Required work:
Among the entries below, one line contains "Locate the standing" and another contains "Locate the metal". Transcribe those two lines and every line between them, exactly.

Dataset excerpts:
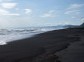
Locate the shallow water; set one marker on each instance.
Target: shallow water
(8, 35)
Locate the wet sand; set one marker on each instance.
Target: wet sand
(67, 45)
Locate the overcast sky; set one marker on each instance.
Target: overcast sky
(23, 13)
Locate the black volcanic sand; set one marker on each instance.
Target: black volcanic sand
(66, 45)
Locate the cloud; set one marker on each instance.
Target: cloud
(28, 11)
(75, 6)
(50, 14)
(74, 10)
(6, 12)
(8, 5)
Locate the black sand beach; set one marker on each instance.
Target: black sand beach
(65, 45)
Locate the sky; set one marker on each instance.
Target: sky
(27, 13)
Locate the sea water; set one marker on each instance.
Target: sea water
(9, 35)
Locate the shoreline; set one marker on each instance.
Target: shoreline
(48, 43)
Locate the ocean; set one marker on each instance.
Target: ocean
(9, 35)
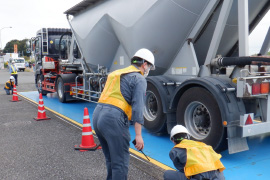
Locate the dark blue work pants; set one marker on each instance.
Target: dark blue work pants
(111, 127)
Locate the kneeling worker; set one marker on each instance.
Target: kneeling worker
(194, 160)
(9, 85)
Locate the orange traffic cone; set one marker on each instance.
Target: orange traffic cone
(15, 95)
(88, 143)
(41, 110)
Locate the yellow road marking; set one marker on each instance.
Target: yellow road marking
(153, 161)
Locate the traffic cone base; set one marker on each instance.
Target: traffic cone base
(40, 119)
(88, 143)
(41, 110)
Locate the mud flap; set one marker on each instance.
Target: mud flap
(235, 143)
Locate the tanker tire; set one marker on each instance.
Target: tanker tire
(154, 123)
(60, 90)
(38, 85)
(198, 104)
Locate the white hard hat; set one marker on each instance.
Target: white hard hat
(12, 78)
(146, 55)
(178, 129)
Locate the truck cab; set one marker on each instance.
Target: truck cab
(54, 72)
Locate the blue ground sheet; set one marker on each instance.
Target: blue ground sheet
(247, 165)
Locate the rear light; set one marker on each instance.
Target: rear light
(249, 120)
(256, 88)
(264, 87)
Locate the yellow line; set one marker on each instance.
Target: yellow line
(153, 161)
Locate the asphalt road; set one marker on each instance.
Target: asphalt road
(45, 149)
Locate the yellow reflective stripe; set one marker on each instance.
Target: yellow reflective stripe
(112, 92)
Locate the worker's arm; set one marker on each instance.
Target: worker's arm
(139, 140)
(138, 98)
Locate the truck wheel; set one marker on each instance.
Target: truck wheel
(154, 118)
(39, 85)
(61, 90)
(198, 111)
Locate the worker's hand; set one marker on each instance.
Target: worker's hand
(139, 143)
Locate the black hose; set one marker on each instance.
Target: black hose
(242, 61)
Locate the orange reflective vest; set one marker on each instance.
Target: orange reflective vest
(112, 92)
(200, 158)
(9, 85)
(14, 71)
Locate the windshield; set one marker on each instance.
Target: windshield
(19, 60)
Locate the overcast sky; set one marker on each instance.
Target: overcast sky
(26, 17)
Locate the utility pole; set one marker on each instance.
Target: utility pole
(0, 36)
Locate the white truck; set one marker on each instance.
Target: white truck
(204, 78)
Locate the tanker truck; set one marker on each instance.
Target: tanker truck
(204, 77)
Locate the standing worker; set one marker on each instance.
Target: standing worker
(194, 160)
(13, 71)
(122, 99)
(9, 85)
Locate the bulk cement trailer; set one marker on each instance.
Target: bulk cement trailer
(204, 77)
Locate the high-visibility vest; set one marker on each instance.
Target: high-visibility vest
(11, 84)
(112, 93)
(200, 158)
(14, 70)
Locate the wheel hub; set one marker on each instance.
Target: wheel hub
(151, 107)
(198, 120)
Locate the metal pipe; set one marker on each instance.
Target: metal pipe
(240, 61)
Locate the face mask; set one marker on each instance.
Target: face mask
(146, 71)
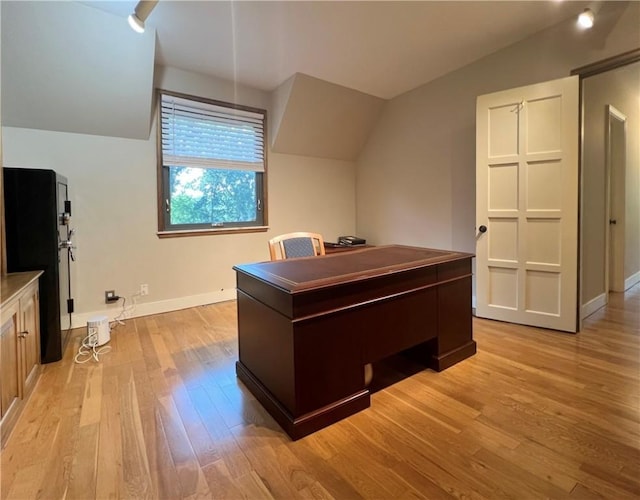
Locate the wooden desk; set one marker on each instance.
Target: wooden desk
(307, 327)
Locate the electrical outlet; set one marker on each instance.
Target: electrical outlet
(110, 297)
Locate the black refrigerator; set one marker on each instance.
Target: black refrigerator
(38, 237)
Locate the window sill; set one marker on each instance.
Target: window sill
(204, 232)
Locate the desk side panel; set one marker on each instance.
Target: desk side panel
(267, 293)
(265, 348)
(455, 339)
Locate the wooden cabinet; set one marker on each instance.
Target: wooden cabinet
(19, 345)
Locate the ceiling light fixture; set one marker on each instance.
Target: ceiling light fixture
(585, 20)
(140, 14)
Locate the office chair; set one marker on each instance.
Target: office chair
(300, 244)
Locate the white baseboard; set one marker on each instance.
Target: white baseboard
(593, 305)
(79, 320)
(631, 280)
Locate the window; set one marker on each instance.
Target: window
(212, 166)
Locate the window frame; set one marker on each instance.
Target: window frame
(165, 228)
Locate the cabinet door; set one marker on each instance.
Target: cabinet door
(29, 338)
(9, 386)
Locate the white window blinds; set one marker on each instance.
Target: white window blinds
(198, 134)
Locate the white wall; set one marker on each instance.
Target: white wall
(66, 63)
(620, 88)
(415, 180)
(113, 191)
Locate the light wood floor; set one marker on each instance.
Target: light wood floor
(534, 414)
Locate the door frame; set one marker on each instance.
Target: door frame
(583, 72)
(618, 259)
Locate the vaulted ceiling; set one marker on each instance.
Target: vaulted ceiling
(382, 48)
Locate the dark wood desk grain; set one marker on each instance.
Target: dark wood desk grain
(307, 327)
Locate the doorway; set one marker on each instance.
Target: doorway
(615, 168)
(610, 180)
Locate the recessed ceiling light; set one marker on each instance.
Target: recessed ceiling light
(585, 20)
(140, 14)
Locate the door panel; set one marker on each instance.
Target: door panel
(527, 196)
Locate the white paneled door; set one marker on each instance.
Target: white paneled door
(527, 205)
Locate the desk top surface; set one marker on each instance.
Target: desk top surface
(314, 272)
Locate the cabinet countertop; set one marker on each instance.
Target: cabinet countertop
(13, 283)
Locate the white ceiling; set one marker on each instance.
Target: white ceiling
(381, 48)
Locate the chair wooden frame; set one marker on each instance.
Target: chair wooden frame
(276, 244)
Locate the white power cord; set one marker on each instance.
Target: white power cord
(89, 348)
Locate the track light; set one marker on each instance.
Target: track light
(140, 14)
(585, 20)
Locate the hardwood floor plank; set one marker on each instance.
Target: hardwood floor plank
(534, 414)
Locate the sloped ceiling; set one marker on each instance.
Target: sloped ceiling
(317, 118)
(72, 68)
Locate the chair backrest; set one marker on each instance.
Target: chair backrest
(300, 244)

==

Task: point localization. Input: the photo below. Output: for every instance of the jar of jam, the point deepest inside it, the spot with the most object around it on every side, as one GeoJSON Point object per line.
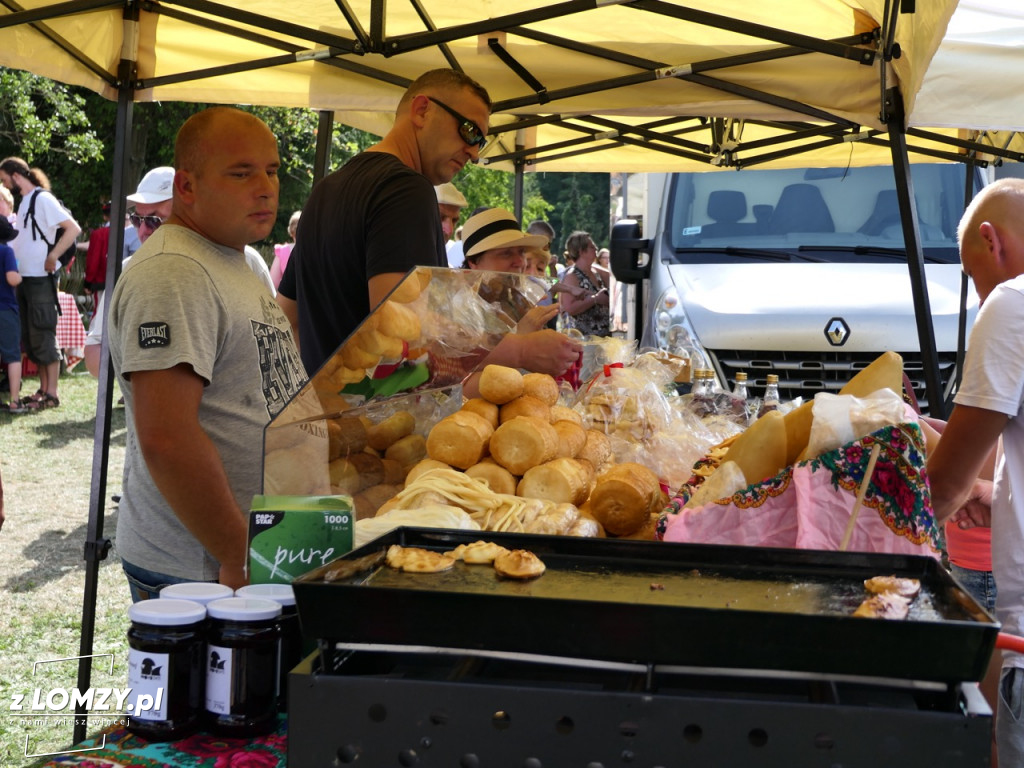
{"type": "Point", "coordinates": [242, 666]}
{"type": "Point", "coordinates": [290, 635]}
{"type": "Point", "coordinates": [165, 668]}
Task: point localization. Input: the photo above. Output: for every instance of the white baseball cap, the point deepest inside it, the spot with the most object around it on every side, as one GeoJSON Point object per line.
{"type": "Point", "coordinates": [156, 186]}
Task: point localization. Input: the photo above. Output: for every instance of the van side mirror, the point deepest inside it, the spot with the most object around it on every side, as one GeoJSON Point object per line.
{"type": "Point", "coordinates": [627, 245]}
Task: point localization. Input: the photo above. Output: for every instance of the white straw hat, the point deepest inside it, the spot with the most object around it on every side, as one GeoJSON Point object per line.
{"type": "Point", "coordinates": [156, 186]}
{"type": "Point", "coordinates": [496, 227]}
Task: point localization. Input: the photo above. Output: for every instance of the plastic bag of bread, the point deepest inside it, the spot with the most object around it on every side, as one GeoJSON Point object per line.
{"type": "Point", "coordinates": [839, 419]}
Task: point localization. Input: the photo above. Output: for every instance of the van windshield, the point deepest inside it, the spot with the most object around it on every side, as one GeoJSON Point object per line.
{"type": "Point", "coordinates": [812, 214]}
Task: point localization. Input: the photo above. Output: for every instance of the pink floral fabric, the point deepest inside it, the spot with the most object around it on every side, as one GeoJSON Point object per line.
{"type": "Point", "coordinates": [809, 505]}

---

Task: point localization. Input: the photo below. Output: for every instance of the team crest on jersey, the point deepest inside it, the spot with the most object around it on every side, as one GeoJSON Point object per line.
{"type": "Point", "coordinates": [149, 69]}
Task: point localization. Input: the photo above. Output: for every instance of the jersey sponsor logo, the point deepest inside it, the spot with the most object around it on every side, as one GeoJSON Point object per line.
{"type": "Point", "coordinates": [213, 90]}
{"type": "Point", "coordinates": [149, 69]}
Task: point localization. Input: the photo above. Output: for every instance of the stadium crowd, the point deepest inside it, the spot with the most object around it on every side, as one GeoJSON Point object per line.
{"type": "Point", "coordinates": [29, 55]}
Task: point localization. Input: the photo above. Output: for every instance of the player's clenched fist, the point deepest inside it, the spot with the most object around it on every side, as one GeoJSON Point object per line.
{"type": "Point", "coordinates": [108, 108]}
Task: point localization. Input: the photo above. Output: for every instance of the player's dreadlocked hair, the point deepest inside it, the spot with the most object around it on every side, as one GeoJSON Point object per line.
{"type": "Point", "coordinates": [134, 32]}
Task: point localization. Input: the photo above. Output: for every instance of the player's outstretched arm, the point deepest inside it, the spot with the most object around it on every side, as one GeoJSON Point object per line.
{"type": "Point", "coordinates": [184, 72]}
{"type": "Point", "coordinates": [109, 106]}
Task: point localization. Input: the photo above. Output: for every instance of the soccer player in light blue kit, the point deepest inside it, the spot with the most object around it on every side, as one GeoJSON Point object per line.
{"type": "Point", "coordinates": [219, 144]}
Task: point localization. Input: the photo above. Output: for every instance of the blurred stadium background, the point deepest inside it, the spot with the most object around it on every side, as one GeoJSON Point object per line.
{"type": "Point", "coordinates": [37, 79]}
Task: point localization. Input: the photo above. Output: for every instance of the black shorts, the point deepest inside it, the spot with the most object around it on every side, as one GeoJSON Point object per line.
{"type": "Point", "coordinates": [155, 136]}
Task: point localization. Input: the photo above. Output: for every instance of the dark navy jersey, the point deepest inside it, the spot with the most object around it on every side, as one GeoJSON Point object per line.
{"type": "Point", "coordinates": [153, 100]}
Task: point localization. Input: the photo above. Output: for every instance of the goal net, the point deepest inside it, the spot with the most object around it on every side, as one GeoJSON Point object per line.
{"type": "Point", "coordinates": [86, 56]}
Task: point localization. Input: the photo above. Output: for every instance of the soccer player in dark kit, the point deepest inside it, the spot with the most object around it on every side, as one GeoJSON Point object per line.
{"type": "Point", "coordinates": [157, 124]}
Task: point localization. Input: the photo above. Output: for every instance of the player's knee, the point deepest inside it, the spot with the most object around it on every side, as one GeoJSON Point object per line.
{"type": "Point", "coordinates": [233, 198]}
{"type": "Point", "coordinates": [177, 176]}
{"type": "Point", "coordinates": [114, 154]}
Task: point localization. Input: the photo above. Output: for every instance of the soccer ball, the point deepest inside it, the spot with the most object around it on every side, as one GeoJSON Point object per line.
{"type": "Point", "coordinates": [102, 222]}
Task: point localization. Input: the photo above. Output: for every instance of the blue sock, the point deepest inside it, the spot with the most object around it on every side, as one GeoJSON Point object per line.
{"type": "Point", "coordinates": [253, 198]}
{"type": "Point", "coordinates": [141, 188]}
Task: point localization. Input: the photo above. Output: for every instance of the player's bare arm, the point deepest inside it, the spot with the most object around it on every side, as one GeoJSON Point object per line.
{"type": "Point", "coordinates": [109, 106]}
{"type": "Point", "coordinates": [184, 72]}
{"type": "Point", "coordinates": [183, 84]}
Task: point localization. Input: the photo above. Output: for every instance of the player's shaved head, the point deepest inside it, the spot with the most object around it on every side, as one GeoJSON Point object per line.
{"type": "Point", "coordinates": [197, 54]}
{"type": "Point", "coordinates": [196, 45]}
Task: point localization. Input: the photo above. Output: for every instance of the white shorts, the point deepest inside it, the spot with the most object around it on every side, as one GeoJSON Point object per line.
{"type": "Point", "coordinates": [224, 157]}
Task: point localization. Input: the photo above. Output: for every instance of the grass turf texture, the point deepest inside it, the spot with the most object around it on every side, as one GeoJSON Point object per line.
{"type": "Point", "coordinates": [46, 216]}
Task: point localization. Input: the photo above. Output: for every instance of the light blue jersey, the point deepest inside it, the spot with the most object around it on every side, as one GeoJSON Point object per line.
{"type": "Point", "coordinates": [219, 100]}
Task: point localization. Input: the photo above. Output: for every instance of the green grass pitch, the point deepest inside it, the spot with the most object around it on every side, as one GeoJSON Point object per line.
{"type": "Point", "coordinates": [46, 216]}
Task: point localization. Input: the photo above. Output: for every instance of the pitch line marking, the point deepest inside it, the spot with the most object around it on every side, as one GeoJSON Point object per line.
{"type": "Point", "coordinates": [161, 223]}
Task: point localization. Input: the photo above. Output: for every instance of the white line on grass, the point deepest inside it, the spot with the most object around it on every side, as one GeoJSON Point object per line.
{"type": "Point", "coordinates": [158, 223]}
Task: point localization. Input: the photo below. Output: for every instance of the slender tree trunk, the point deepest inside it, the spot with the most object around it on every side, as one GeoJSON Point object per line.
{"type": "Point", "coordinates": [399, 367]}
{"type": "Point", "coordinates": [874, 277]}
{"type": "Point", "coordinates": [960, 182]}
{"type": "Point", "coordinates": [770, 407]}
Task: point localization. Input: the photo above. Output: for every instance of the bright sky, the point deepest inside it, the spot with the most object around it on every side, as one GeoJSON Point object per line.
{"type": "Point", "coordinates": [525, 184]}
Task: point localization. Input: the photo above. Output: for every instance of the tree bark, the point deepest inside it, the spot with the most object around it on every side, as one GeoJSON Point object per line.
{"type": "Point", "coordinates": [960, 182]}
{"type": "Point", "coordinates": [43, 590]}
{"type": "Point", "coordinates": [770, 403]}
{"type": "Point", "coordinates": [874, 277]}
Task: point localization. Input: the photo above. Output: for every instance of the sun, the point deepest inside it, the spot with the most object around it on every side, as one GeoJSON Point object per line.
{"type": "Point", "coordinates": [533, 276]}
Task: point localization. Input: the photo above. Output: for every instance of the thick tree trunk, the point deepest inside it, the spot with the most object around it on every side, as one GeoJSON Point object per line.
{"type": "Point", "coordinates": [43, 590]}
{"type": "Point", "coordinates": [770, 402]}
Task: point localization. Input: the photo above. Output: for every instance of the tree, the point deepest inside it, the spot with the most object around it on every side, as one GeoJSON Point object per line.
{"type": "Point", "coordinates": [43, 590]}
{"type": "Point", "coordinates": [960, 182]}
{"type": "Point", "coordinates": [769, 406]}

Exercise response:
Locate the standing worker; set one marker on each instance.
Target: standing worker
(194, 160)
(13, 71)
(122, 99)
(9, 85)
Locate the bulk cement trailer; set one marker on each instance.
Target: bulk cement trailer
(204, 77)
Locate the high-visibility vest; set one marker on each instance.
Target: high-visibility vest
(11, 84)
(112, 93)
(200, 158)
(14, 70)
Locate the wheel hub; set one marker on each instance.
Target: wheel hub
(151, 107)
(198, 120)
Locate the metal pipe; set one marker on each instance.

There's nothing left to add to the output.